### Exercise aim
Substitute "open doorway" for "dark doorway" in the listing, starting with the line that contains "jeans on woman?" and going on through the line that contains "x=302 y=265". Give those lines again with all else unchanged.

Pointing records:
- - - - -

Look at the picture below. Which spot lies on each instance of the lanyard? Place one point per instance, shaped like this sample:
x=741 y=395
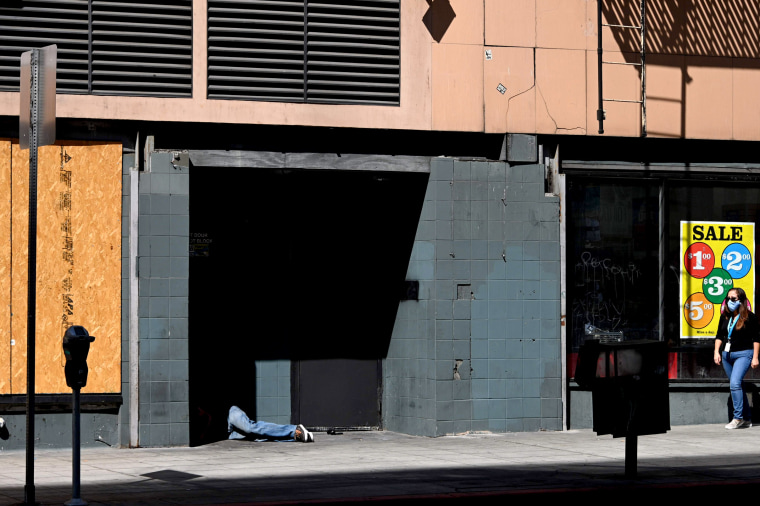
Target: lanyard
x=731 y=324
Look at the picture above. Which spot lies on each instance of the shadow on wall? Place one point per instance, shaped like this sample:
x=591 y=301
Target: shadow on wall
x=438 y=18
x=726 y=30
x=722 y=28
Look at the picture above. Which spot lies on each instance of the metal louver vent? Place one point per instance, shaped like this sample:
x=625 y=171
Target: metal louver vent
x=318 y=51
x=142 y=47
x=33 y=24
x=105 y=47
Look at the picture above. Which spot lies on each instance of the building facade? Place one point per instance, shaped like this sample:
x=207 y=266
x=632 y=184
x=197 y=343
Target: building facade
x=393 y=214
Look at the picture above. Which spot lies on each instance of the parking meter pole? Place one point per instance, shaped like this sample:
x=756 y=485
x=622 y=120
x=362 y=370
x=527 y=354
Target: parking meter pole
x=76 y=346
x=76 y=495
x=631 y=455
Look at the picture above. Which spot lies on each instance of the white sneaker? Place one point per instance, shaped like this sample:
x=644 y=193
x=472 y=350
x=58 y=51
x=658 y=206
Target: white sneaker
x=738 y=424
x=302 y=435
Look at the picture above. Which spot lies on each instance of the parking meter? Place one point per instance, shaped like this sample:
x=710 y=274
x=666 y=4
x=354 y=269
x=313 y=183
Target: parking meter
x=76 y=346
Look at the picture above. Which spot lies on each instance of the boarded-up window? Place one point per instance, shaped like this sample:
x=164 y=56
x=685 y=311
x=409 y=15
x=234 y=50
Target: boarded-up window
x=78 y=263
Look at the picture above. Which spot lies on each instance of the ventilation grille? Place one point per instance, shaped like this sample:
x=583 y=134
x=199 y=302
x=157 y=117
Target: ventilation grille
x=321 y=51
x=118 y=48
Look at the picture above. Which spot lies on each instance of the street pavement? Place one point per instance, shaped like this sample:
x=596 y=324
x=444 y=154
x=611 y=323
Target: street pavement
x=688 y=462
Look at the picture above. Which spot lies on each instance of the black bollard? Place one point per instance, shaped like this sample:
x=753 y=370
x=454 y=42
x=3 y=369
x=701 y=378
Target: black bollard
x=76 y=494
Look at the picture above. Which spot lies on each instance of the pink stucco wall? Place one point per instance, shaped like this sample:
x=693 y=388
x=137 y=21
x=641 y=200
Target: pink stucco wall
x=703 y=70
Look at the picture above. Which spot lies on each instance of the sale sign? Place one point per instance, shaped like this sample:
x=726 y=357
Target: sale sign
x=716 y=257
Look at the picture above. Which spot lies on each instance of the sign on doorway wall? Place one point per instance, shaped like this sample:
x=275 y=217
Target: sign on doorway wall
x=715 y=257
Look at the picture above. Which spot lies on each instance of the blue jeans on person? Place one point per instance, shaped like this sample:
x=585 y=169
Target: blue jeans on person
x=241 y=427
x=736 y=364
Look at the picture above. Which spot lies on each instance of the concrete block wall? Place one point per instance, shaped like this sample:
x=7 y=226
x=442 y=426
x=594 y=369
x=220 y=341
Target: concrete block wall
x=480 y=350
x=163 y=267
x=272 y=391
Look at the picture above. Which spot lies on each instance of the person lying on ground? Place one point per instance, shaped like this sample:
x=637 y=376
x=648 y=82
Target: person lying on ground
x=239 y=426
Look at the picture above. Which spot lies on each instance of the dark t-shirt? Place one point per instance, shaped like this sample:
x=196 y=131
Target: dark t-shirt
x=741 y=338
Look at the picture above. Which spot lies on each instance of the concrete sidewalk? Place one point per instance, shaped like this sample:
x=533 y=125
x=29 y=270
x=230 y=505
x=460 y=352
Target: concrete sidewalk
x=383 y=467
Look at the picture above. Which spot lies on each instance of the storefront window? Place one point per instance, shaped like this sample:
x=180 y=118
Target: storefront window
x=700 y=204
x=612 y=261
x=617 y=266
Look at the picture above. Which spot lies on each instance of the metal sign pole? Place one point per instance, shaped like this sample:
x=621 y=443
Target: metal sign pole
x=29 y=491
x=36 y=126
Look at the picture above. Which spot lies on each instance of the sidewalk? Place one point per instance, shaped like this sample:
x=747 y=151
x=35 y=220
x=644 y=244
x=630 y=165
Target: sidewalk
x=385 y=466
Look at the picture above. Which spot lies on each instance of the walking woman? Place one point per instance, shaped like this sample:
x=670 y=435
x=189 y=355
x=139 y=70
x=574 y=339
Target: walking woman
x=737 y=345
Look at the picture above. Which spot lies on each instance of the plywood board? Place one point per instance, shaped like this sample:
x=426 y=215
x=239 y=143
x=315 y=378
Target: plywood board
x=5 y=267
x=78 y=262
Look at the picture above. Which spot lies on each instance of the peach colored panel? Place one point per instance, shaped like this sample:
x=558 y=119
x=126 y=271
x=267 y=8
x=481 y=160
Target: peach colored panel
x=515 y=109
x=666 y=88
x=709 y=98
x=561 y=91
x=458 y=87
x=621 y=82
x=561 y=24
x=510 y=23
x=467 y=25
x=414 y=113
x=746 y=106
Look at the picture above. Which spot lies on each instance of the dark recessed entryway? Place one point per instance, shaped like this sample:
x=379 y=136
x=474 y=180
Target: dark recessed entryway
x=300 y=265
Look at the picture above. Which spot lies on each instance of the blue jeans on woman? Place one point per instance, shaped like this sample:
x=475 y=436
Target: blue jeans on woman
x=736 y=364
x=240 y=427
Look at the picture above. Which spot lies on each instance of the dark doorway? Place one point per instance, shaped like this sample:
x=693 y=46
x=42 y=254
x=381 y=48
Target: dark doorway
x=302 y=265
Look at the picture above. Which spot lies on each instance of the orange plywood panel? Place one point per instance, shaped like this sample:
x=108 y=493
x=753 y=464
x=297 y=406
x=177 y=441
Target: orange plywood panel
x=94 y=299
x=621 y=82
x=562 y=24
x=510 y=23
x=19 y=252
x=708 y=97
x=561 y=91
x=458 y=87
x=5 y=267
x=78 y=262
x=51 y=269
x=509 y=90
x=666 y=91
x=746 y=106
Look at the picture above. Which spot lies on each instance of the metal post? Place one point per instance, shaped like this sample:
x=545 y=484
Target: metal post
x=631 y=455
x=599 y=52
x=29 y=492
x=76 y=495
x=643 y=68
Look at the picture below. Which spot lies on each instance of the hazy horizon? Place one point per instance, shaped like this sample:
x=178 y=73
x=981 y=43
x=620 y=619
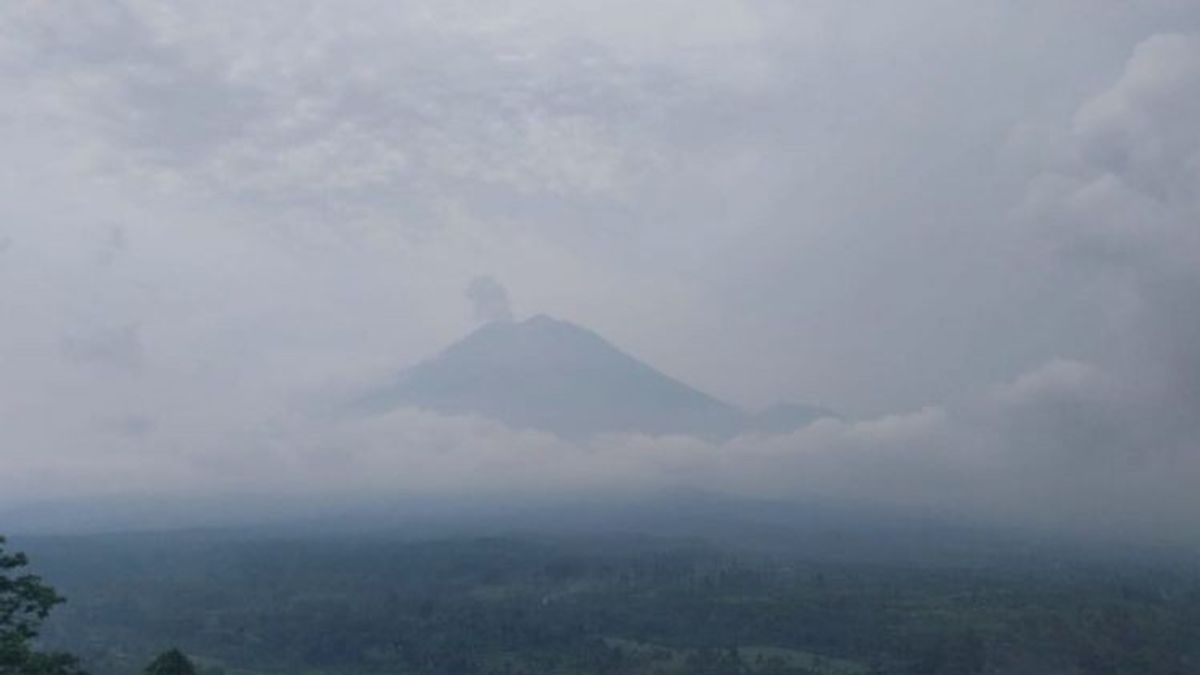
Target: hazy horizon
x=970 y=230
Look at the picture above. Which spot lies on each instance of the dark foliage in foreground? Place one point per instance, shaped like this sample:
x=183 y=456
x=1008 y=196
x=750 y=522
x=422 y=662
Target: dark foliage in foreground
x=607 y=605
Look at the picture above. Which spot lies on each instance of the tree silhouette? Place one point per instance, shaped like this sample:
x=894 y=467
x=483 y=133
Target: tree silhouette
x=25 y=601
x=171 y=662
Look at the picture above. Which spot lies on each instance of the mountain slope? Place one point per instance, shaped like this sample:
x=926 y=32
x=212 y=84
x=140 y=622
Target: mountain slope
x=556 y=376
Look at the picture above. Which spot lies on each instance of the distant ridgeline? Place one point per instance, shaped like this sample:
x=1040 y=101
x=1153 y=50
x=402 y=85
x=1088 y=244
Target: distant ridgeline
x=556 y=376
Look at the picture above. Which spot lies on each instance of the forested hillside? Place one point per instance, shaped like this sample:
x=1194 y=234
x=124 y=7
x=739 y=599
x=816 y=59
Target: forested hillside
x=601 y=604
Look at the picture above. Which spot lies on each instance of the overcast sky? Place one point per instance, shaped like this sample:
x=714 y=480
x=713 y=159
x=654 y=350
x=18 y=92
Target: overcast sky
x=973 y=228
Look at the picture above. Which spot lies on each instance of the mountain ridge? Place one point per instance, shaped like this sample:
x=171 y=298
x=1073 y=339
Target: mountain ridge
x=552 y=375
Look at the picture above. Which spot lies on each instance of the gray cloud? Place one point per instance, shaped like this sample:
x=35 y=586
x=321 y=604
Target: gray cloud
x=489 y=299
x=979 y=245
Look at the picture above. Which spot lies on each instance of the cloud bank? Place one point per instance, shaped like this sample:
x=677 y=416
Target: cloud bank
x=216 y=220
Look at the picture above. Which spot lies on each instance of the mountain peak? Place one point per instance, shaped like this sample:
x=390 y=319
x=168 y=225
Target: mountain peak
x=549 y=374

- - - - -

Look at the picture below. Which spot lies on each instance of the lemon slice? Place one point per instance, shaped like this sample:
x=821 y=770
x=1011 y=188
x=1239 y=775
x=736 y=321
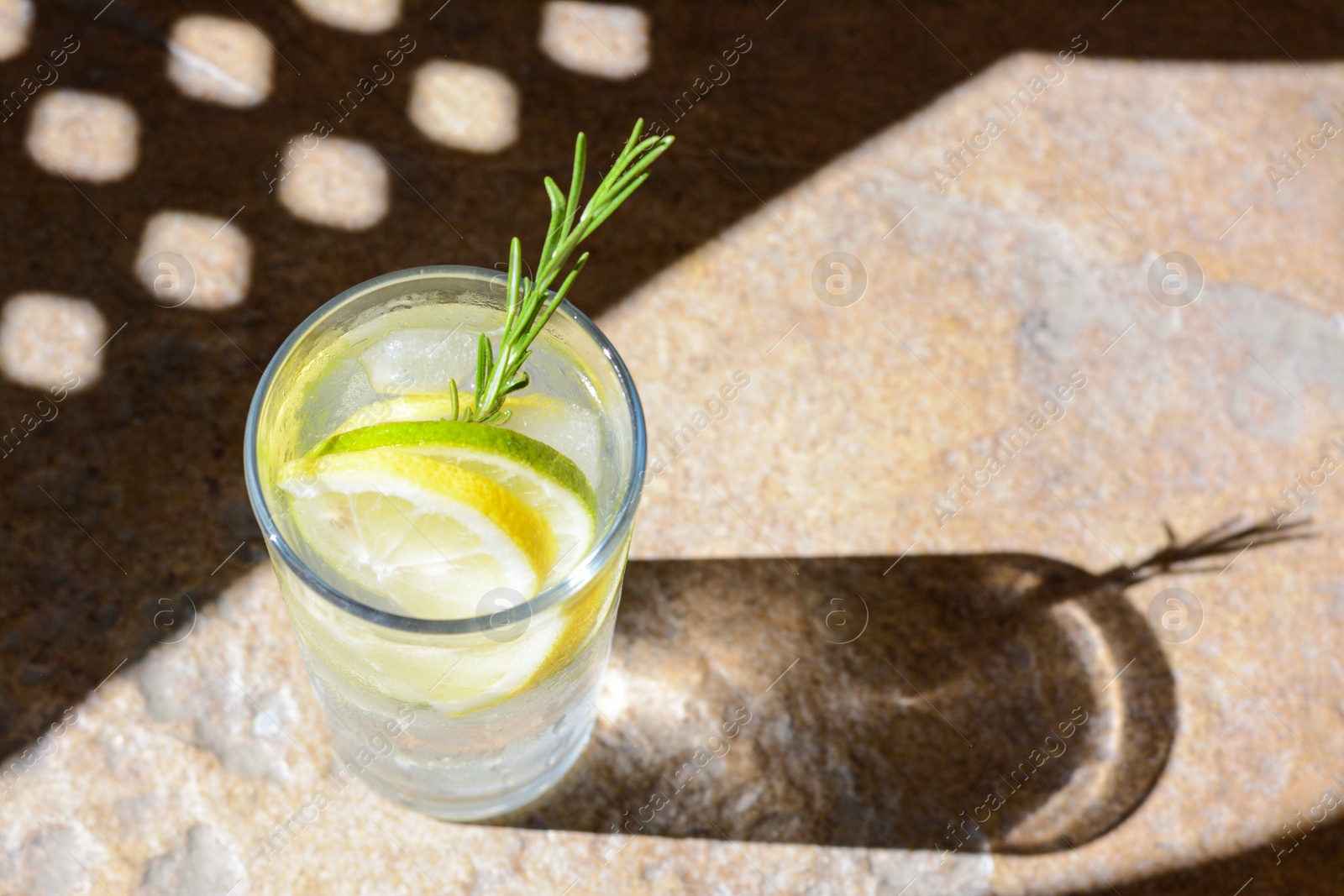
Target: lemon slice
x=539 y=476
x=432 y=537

- - - - -

### Final answer
Look at the picture above. Which spot lies on each instance of the blue jeans on woman? Place one point per instance, shaped like this sample:
x=475 y=436
Target: blue jeans on woman
x=736 y=364
x=240 y=427
Look at the picture above. Which spot lies on each instance of the open doorway? Place one point per instance, shaped like this sample:
x=693 y=46
x=42 y=254
x=381 y=48
Target: open doorway
x=302 y=265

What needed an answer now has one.